(Beginning of EXERCISE DATA)

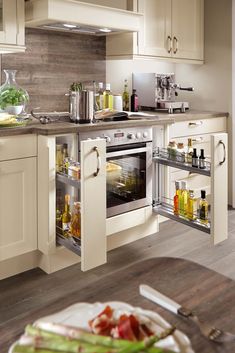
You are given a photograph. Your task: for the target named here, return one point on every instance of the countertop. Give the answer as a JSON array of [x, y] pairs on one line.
[[156, 118]]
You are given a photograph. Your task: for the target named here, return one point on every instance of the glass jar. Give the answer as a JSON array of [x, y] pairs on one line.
[[172, 150], [13, 98], [75, 225]]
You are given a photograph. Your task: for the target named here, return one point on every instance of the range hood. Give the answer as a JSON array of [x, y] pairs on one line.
[[77, 16]]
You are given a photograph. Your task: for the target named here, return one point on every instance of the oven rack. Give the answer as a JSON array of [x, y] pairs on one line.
[[162, 156]]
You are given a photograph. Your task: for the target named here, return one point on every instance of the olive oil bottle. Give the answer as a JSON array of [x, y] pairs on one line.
[[183, 199], [203, 208], [192, 206], [177, 197], [66, 216]]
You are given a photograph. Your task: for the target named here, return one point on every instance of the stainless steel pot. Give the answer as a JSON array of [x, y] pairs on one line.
[[81, 106]]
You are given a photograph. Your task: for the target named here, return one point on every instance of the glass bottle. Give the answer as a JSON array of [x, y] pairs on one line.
[[59, 158], [180, 152], [75, 226], [99, 97], [13, 98], [189, 153], [183, 199], [177, 197], [195, 161], [66, 216], [134, 101], [202, 162], [108, 97], [203, 208], [192, 206], [125, 96]]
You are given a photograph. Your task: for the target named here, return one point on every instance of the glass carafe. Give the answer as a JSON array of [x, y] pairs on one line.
[[13, 98]]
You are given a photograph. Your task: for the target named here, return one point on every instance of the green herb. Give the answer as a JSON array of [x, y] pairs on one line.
[[12, 96]]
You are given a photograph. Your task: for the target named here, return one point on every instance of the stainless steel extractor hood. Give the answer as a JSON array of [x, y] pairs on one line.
[[77, 16]]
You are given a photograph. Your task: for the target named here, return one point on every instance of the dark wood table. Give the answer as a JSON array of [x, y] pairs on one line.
[[212, 296]]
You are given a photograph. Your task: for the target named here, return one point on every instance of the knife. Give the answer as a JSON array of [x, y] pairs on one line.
[[162, 300]]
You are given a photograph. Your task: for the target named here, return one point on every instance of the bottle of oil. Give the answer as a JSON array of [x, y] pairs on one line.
[[75, 226], [189, 153], [183, 199], [192, 206], [66, 216], [108, 97], [203, 208], [177, 197], [126, 97]]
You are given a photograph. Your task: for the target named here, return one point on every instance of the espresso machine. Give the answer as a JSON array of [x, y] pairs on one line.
[[159, 92]]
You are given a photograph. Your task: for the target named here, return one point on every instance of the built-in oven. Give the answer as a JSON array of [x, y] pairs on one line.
[[128, 168]]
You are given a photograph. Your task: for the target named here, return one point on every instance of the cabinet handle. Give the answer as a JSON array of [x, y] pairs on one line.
[[197, 123], [98, 161], [222, 143], [175, 45], [169, 44]]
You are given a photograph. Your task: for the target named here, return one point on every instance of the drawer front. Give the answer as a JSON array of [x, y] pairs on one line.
[[199, 142], [195, 182], [14, 147], [197, 127]]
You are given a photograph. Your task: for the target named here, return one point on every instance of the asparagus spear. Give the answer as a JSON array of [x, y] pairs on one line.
[[87, 340]]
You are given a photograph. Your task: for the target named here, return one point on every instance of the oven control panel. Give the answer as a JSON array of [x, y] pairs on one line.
[[123, 136]]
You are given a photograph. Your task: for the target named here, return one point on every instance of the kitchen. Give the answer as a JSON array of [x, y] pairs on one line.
[[46, 72]]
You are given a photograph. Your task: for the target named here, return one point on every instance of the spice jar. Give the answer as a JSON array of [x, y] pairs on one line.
[[172, 150], [180, 152], [75, 225]]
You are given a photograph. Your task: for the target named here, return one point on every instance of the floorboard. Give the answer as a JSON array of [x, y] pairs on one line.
[[34, 289]]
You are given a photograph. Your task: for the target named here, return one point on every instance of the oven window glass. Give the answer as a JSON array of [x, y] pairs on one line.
[[126, 178]]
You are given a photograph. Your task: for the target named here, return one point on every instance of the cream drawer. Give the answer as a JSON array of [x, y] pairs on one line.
[[195, 182], [14, 147], [197, 127]]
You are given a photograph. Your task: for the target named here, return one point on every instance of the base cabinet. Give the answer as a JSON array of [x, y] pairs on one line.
[[18, 211]]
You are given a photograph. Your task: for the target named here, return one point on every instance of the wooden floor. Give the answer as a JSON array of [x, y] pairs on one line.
[[34, 289]]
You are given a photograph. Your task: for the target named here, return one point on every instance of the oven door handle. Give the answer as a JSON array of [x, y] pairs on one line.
[[126, 152]]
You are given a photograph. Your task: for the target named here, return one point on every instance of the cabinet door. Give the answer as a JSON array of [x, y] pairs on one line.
[[18, 221], [188, 29], [155, 36]]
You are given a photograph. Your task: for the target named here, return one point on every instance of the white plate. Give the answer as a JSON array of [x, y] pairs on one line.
[[79, 314]]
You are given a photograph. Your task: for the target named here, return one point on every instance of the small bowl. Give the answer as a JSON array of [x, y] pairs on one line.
[[14, 109]]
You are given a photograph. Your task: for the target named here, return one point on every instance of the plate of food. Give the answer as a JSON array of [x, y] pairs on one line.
[[111, 327]]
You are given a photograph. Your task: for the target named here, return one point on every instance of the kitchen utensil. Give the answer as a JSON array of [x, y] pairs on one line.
[[212, 333], [79, 314]]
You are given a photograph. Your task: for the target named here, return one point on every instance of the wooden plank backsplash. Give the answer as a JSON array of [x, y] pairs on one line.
[[52, 61]]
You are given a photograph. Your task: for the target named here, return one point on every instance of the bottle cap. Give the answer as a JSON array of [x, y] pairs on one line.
[[177, 185], [203, 194]]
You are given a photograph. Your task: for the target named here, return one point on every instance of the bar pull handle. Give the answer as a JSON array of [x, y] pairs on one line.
[[196, 123], [169, 44], [175, 45], [222, 143], [98, 161]]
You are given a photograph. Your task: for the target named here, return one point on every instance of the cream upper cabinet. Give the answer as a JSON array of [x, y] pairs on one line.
[[155, 38], [187, 29], [12, 38], [171, 29], [18, 211]]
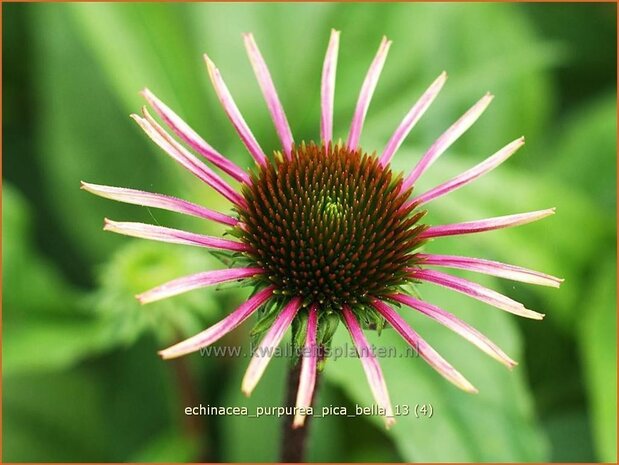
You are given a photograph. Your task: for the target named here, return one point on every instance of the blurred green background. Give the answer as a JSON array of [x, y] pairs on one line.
[[81, 378]]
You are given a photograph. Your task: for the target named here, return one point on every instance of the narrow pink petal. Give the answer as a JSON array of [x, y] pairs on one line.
[[196, 281], [186, 159], [185, 132], [458, 326], [489, 224], [470, 175], [218, 330], [264, 352], [307, 380], [165, 202], [423, 348], [411, 118], [501, 270], [327, 87], [367, 90], [234, 114], [446, 139], [175, 236], [476, 291], [370, 365], [270, 95]]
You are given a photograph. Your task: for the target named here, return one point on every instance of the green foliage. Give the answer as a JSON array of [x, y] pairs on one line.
[[80, 370]]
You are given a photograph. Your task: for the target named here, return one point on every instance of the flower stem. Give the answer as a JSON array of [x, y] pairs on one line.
[[294, 441]]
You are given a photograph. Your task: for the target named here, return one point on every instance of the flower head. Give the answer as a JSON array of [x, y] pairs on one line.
[[327, 232]]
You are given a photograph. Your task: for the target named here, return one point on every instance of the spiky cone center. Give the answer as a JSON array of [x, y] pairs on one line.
[[329, 224]]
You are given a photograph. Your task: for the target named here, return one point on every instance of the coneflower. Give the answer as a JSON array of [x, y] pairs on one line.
[[325, 231]]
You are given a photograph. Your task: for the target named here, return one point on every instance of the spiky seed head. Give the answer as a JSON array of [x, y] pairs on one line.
[[329, 224]]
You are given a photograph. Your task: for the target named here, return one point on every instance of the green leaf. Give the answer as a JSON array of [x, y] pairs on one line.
[[598, 345], [45, 328], [142, 265]]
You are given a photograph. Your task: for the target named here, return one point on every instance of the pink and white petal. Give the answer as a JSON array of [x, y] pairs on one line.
[[264, 352], [470, 175], [185, 159], [309, 361], [488, 224], [165, 202], [327, 87], [423, 348], [489, 267], [411, 118], [476, 291], [365, 96], [227, 102], [185, 132], [458, 326], [370, 365], [270, 94], [447, 139], [175, 236], [196, 281], [218, 330]]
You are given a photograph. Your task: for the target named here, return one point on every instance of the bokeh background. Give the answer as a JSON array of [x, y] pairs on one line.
[[81, 378]]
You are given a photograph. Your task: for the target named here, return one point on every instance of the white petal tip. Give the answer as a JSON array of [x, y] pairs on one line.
[[166, 354]]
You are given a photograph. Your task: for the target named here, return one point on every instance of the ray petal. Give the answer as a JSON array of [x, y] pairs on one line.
[[175, 236], [370, 365], [432, 357], [234, 114], [458, 326], [446, 139], [470, 175], [270, 94], [492, 268], [488, 224], [307, 379], [411, 118], [365, 96], [165, 202], [191, 137], [476, 291], [327, 87], [265, 350], [218, 330], [186, 159], [196, 281]]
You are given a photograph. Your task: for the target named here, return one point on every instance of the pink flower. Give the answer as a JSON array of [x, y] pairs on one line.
[[325, 229]]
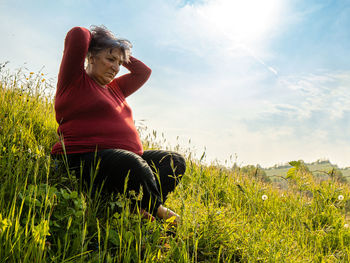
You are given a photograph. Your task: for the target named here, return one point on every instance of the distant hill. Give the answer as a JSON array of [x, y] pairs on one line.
[[318, 168]]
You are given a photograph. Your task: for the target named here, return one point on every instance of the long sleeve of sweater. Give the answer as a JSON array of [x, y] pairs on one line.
[[130, 82], [76, 46]]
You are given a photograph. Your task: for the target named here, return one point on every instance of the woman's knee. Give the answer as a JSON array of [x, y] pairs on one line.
[[179, 163]]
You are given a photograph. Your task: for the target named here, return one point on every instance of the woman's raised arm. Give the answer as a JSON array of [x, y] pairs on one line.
[[130, 82], [76, 46]]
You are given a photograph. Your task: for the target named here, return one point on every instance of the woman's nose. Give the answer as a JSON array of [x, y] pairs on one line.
[[115, 67]]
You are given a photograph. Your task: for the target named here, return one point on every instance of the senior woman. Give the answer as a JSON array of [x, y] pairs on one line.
[[96, 123]]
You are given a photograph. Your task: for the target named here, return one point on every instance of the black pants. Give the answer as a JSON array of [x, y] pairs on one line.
[[157, 172]]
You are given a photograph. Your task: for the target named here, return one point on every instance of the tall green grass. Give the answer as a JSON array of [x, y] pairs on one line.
[[228, 214]]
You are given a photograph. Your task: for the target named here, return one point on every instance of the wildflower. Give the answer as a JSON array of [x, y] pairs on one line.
[[4, 223]]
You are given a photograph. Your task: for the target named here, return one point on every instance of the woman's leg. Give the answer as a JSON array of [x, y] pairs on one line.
[[114, 166], [170, 167]]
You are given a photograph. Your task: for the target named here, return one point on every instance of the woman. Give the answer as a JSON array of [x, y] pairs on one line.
[[96, 123]]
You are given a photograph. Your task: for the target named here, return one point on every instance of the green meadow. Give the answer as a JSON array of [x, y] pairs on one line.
[[229, 214]]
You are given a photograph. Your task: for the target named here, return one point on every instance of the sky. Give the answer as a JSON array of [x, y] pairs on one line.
[[251, 82]]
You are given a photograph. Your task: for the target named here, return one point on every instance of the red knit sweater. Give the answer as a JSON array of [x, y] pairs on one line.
[[91, 117]]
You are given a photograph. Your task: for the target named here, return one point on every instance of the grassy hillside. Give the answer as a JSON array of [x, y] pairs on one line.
[[228, 215], [320, 169]]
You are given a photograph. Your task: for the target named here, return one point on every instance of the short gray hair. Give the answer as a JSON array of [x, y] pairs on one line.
[[102, 39]]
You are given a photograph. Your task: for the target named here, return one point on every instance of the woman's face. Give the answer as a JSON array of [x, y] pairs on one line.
[[104, 66]]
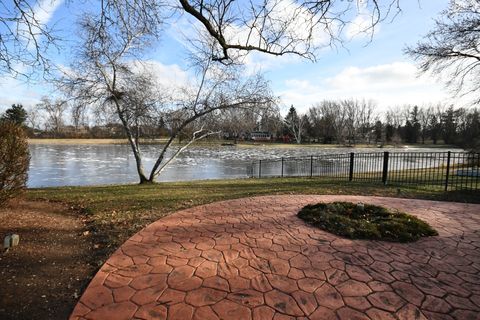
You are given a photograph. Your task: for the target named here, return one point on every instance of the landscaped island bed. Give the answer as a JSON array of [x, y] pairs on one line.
[[365, 221], [89, 223]]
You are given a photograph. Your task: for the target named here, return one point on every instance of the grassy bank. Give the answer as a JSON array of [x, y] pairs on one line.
[[114, 213], [240, 144], [67, 233]]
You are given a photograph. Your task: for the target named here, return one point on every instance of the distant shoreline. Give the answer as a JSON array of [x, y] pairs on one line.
[[241, 144]]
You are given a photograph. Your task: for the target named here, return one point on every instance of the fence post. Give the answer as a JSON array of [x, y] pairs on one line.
[[311, 166], [448, 170], [352, 158], [259, 168], [282, 167], [385, 167]]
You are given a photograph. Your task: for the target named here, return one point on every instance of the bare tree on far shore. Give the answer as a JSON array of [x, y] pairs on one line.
[[275, 27]]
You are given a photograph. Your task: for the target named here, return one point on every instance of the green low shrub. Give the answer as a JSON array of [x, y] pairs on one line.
[[371, 222], [14, 160]]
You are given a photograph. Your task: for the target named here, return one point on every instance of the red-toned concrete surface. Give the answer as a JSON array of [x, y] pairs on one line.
[[254, 259]]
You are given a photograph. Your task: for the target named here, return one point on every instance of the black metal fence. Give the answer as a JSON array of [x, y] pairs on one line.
[[448, 170]]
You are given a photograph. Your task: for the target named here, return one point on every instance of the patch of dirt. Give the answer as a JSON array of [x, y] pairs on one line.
[[44, 276]]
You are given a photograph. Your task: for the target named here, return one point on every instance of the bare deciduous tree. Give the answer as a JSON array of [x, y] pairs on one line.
[[106, 74], [295, 124], [452, 49]]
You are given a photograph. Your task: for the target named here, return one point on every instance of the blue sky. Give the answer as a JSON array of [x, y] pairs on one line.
[[376, 69]]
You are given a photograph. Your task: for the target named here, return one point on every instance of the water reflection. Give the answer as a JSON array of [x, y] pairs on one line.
[[76, 165]]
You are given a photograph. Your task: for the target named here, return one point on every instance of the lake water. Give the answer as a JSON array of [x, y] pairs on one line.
[[76, 165]]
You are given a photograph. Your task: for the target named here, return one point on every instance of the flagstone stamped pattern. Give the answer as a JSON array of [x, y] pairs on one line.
[[253, 258]]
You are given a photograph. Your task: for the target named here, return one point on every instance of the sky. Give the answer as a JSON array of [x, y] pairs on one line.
[[365, 68]]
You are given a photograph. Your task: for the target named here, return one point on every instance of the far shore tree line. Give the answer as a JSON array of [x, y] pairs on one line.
[[109, 88], [345, 122]]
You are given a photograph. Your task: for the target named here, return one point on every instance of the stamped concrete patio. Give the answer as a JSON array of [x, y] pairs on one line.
[[254, 259]]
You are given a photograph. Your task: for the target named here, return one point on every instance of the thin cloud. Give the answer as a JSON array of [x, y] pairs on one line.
[[388, 84]]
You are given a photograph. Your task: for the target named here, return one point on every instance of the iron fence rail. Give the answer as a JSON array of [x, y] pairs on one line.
[[450, 170]]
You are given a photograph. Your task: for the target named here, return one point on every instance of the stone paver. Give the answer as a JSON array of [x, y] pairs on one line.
[[254, 259]]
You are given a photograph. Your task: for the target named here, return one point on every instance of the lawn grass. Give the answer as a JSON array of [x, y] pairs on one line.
[[365, 221], [114, 213]]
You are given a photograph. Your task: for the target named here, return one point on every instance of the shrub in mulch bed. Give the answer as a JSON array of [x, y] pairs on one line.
[[364, 221]]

(End of EXERCISE DATA)

TASK GOAL -
Extract every line from the one containing "of the shrub" through the last line of the data, inclusive, exactly as written.

RESPONSE TO THIS EXERCISE -
You are given a photograph. Your task: for the target named here, return one point on every instance of the shrub in mulch bed. Give the answer as a JSON array of [x, y] pairs on one line.
[[364, 221]]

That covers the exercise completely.